## Aim
Repeat word for word the line with "[tag] jacket collar (a dot for each instance)" and every line after it until the records below run out.

Records excerpted from a collection
- - -

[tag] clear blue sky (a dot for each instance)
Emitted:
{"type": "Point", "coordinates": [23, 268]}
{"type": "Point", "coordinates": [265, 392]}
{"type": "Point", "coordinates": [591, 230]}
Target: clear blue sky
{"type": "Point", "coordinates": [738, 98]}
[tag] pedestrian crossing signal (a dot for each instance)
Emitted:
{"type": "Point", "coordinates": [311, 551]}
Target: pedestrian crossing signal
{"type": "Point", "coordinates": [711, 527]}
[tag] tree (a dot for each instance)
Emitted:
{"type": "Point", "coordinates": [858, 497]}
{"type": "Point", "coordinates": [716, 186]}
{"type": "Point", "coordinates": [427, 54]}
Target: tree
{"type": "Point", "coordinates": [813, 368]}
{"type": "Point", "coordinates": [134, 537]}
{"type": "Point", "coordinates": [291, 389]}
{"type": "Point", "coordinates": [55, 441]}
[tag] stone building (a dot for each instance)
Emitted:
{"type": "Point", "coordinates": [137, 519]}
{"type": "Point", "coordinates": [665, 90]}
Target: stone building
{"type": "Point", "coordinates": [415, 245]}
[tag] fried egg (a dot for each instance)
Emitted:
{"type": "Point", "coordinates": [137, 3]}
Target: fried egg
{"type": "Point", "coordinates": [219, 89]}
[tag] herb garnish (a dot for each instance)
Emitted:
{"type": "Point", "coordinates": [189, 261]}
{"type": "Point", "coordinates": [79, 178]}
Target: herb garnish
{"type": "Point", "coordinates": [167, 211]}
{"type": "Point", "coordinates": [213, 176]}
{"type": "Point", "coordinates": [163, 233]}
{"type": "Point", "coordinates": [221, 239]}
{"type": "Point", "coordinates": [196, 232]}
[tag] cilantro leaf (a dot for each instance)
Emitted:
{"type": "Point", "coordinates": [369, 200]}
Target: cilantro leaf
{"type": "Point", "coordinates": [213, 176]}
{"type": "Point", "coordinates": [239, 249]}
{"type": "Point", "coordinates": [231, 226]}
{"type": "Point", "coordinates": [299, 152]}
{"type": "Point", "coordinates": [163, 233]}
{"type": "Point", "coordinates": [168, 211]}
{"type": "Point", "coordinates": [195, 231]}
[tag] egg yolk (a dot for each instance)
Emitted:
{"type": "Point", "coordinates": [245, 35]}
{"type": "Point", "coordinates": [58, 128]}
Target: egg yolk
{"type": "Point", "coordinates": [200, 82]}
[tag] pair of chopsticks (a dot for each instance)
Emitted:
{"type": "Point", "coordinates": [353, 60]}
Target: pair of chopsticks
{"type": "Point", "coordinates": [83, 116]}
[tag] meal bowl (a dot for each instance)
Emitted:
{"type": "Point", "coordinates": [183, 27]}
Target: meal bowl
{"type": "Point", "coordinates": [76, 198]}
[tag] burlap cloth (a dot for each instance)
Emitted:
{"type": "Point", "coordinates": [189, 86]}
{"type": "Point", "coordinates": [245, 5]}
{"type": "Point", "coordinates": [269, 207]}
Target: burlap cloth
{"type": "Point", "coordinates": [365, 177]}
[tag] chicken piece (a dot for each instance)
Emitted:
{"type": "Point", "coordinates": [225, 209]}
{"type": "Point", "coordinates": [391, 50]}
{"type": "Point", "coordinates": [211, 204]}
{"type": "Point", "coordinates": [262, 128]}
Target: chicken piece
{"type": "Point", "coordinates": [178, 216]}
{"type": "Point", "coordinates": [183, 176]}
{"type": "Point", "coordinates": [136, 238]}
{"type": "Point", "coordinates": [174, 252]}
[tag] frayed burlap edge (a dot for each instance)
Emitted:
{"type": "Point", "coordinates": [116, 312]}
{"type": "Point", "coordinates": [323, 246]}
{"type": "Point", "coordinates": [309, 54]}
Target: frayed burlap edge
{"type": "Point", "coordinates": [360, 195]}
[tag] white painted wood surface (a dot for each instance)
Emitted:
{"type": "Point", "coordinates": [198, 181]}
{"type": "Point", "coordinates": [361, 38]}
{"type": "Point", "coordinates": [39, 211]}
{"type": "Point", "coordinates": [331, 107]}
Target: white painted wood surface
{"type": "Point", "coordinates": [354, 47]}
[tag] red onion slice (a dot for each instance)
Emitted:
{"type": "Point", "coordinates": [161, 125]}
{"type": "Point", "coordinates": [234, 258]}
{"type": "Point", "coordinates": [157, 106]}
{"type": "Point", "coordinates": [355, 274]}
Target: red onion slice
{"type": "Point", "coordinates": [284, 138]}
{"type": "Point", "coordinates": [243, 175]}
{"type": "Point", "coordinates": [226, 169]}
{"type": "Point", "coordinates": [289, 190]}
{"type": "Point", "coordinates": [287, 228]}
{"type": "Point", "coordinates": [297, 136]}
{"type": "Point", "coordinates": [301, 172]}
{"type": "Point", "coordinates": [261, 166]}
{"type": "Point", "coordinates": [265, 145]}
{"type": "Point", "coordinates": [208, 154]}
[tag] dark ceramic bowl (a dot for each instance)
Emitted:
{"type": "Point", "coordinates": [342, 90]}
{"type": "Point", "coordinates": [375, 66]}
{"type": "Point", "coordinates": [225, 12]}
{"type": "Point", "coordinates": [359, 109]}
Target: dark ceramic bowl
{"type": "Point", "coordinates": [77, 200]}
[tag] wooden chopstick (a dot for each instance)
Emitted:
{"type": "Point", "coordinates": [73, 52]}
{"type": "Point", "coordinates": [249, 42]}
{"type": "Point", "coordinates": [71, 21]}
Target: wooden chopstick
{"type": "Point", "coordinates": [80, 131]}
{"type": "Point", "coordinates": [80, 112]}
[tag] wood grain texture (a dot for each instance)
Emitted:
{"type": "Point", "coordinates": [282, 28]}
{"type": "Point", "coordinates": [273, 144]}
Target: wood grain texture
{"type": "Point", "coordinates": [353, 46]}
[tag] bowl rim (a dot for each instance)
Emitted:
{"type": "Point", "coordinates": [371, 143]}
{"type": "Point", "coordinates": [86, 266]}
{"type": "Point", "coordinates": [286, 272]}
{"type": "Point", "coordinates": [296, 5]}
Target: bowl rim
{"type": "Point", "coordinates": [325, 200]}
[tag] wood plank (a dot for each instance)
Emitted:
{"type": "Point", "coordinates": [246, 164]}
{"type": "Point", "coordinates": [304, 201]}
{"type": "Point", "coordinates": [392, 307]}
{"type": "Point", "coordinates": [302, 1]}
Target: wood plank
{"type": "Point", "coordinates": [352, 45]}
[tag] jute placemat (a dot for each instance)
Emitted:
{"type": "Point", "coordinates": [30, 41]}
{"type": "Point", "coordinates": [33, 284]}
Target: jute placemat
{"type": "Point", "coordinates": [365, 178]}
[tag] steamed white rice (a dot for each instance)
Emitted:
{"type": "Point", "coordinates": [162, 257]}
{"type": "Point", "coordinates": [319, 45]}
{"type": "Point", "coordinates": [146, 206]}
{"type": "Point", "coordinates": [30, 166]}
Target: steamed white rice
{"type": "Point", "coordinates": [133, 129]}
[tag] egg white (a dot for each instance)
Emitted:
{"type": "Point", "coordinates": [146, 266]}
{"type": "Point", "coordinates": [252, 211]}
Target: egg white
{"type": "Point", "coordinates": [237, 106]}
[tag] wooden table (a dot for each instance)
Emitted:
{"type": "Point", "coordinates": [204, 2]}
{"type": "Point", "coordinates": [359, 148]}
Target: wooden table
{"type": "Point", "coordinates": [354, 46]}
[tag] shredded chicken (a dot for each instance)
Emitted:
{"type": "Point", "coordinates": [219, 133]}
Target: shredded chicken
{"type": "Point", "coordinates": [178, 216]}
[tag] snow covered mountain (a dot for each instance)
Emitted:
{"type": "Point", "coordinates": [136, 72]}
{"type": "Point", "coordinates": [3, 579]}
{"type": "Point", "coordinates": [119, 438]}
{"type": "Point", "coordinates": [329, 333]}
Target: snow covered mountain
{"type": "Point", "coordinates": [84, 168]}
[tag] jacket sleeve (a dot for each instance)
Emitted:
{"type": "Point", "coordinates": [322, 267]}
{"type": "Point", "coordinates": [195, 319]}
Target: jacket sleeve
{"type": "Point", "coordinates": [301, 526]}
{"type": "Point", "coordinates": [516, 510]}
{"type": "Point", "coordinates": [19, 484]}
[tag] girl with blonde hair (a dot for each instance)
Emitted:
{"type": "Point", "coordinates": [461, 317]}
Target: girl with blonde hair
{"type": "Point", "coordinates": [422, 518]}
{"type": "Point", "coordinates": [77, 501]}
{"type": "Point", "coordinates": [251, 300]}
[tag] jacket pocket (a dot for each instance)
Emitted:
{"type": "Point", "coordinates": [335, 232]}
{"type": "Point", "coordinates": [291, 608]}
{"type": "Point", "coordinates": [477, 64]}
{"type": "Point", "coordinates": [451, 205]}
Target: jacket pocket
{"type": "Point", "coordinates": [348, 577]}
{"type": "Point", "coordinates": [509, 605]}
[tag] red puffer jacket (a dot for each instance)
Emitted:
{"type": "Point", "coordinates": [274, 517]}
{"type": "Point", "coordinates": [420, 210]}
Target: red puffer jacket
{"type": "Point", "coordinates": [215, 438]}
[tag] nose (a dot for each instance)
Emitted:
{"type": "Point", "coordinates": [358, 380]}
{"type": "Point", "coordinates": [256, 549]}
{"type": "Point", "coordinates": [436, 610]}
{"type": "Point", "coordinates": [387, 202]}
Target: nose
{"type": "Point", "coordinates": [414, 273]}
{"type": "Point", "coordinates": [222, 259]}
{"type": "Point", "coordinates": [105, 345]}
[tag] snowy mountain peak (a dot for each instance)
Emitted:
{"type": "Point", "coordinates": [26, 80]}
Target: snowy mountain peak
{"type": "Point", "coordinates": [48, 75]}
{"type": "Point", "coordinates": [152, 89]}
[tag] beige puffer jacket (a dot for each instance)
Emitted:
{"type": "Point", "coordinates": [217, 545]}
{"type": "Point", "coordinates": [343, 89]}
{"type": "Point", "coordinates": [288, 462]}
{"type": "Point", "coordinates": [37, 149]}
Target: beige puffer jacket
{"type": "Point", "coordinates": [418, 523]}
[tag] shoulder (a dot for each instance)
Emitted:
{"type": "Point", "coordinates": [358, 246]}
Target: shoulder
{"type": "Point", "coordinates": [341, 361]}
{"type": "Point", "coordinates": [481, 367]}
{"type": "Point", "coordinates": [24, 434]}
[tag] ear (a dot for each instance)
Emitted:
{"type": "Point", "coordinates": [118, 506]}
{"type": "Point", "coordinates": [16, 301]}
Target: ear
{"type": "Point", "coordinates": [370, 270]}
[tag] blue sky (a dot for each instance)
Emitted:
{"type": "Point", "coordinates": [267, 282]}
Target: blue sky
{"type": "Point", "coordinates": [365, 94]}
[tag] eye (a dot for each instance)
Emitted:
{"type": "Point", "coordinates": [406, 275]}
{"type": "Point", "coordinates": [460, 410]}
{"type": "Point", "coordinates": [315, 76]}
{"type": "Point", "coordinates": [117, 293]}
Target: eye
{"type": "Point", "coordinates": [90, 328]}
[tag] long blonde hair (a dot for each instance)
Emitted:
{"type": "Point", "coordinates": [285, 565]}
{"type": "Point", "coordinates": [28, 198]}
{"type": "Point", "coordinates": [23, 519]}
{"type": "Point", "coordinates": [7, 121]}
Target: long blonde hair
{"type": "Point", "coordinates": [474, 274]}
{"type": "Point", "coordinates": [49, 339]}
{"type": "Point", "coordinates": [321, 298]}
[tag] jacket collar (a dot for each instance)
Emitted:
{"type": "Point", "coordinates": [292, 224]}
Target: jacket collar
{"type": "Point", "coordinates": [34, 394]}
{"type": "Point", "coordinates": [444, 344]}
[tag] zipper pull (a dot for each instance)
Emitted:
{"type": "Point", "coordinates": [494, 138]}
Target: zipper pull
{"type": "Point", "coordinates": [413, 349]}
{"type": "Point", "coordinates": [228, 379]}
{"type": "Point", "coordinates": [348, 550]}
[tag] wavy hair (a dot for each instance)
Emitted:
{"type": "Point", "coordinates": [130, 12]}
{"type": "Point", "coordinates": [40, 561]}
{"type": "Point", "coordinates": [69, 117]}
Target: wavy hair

- - -

## Solution to the problem
[tag] jacket collar (a dot for each instance)
Emitted:
{"type": "Point", "coordinates": [292, 224]}
Target: jacket collar
{"type": "Point", "coordinates": [34, 394]}
{"type": "Point", "coordinates": [444, 344]}
[tag] zipper pull (a dot for each instance)
Emitted:
{"type": "Point", "coordinates": [494, 138]}
Target: zipper pull
{"type": "Point", "coordinates": [413, 349]}
{"type": "Point", "coordinates": [228, 379]}
{"type": "Point", "coordinates": [348, 550]}
[tag] wavy hair (a dot for each instance)
Emitted:
{"type": "Point", "coordinates": [130, 12]}
{"type": "Point", "coordinates": [40, 561]}
{"type": "Point", "coordinates": [69, 117]}
Target: wavy hair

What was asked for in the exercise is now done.